#### 練習問題 A
下の完走記では、こうした生活を続けることに障害がある面が「〜的」の形で挙げられています。それらをすべて答えてください。

#### 文書の一節
☆ ☆ ☆ ☆ ☆

2010-7-112010 済州島トライアスロン完走記kanreki

 レースから5日後、掃除の仕事をしながら翌日からの三連休の過ごしかたで困っていました。「練習」の二文字が削除されてしまうと「する」ことがなくなってしまうのです。この一年間、アイアンマンを中心に生活を組み立ててきました。こんな生活は「無意味」と思った日々もあります。

 アイアンマンでの年代別カテゴリーはM70−74になります。日本に、このカテゴリーの現役選手は何人いるのだろうとしばしば考えます。今年のジャパンにエントリーしていたのは5名、チェジュに出場したのは3名、昨年のジャパンではM70−74の完走者は0(ゼロ)でした。名前が思いうかぶ数名の有名選手もいるのですが、現役を続けているかどうかを知りません。恐らく10名、いや20名?
 こんな生活を続けるのは大変なことなのです。肉体的にも精神的にも経済的にも、若い選手たちには家族的にも障害があるのです。

 とにかく海外のレースに出場するのはバイクを携行しなければならないので面倒です。昨今のように航空機に持ち込める荷物の重量と容積が制限されるとそれをすり抜けることが難しいのです。

☆ ☆ ☆ ☆ ☆

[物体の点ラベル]
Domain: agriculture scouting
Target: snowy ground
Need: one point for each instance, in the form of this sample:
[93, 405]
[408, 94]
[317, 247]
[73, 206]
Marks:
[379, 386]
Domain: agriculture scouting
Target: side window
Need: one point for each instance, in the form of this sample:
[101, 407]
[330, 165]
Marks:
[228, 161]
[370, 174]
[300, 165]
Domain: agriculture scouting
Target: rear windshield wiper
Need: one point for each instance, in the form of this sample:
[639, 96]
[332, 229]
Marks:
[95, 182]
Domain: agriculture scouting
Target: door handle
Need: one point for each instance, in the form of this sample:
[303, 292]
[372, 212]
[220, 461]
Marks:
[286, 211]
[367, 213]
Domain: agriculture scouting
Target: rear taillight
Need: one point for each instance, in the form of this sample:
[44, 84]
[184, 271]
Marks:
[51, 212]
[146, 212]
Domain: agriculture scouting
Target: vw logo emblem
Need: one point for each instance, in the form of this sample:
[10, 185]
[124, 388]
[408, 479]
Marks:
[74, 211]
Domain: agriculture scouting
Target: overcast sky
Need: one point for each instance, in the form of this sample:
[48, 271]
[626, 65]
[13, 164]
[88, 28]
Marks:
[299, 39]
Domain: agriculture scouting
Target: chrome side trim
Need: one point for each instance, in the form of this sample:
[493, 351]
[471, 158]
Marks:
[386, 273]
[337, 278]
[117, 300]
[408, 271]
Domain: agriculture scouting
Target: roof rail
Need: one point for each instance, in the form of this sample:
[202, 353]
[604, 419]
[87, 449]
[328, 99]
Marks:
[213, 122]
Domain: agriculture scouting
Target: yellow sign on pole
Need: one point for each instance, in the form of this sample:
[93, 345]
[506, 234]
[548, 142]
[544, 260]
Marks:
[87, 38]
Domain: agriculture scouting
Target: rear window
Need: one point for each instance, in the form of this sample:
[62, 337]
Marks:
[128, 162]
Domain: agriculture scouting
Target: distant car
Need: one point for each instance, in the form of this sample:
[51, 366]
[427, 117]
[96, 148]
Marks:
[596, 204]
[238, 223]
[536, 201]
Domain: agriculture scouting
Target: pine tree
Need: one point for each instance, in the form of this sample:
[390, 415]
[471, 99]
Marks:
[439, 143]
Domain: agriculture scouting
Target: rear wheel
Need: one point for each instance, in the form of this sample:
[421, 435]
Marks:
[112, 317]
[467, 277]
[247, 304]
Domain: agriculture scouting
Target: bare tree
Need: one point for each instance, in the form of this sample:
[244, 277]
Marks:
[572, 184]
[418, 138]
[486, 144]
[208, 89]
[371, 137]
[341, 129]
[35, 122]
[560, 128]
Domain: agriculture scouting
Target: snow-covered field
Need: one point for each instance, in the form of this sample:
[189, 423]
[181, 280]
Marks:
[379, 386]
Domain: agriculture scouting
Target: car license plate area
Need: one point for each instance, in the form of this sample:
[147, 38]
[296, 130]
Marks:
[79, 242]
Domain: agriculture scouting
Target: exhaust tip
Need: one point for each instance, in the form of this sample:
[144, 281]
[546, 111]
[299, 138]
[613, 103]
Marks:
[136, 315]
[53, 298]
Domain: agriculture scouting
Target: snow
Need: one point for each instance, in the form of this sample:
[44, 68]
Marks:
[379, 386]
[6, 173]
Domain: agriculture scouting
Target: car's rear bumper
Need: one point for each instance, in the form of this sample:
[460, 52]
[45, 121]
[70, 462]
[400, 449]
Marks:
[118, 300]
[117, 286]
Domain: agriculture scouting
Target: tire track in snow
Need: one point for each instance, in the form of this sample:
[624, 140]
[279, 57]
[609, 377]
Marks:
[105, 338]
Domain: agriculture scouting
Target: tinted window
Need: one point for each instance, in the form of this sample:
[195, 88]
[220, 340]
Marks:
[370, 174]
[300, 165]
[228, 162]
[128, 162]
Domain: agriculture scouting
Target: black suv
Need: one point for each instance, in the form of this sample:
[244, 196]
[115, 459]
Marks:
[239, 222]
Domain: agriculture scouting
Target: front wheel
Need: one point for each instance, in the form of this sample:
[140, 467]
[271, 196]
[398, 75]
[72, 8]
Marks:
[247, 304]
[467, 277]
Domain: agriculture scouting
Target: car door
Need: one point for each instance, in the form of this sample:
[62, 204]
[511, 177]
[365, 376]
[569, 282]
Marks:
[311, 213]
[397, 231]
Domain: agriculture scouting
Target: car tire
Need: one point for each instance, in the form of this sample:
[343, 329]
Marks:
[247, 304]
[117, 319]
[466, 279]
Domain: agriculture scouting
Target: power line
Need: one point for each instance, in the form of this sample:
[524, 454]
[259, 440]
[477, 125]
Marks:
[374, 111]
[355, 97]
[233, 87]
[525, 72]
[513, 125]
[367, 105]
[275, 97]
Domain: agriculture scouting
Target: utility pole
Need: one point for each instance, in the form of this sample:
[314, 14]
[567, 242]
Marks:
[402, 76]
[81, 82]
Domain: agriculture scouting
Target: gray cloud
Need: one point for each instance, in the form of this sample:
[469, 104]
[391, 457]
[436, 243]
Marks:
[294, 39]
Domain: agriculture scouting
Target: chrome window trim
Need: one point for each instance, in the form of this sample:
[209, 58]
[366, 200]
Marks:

☆ ☆ ☆ ☆ ☆

#### 練習問題 B
記録の中で文字列「chrome」を含む行を数え、その数だけを答えてください。

#### 練習問題の解答 A
肉体的、精神的、経済的、家族的（家族的は若い選手たちについて）

#### 練習問題の解答 B
2